→ **Work to be completed**
Write out the rows below word for word, from their first line up to and including the line with "x=442, y=310".

-- start Supplied records --

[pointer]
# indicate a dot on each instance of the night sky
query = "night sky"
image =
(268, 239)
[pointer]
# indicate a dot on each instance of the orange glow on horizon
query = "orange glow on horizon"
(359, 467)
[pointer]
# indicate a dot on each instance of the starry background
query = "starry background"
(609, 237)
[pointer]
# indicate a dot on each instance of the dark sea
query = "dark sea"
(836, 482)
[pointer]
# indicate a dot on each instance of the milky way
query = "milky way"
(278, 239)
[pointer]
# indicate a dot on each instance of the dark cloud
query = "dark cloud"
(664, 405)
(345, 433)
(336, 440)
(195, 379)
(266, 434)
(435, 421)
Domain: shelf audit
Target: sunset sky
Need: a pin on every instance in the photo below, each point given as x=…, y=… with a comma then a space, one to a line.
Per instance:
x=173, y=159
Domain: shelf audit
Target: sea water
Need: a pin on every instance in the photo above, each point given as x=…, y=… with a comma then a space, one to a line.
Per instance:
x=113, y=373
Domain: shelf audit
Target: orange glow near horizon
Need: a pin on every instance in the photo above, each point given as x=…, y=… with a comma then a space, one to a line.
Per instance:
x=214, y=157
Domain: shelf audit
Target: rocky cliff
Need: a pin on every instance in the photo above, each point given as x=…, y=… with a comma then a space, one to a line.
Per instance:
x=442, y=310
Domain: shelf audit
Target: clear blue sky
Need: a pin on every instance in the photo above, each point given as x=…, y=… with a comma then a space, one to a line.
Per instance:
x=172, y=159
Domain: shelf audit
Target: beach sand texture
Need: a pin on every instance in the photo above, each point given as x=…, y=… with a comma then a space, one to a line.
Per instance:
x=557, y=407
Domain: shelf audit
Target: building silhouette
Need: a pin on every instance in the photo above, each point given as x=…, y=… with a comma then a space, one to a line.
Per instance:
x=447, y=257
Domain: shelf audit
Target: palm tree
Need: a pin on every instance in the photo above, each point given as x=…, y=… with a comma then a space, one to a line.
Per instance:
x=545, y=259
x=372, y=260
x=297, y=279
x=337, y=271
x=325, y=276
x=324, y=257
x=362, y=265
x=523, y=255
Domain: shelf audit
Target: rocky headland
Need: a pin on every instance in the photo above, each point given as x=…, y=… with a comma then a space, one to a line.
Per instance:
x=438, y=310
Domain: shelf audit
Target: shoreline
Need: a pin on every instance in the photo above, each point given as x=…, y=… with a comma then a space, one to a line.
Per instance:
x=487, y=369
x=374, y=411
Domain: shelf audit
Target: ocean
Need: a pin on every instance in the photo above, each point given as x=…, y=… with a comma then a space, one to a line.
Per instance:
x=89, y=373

-- end Supplied records --

→ **Response**
[pointer]
# indicate a dot on each instance of the night sky
query = "night sky"
image =
(268, 239)
[pointer]
# indicate a dot on each instance of the orange glow on horizon
query = "orange glow on horizon"
(359, 467)
[pointer]
# indicate a dot on each instance of the starry background
query = "starry background"
(609, 237)
[pointer]
# indicate a dot on each instance of the dark sea
query = "dark sea"
(836, 482)
[pointer]
# indicate a dot on each instance of the milky way
query = "milky way"
(278, 239)
[pointer]
# indicate a dot on each instance of the dark cloud
query = "dark cloud"
(664, 405)
(345, 433)
(336, 440)
(195, 379)
(266, 434)
(435, 421)
Domain: shelf audit
Target: sunset sky
Need: a pin on every instance in the photo below, each point given as x=…, y=… with a comma then a space, one to a line.
Per instance:
x=173, y=159
Domain: shelf audit
Target: sea water
Need: a pin on every instance in the photo above, each point given as x=…, y=… with a comma then a space, one to a line.
Per instance:
x=113, y=373
Domain: shelf audit
Target: orange glow near horizon
Need: a pin on every instance in the photo above, each point given as x=…, y=… with a comma then a space, one to a line.
Per instance:
x=214, y=157
Domain: shelf audit
Target: rocky cliff
Need: a pin on every instance in the photo above, each point given as x=…, y=… with a comma then a space, one to a line.
Per instance:
x=442, y=310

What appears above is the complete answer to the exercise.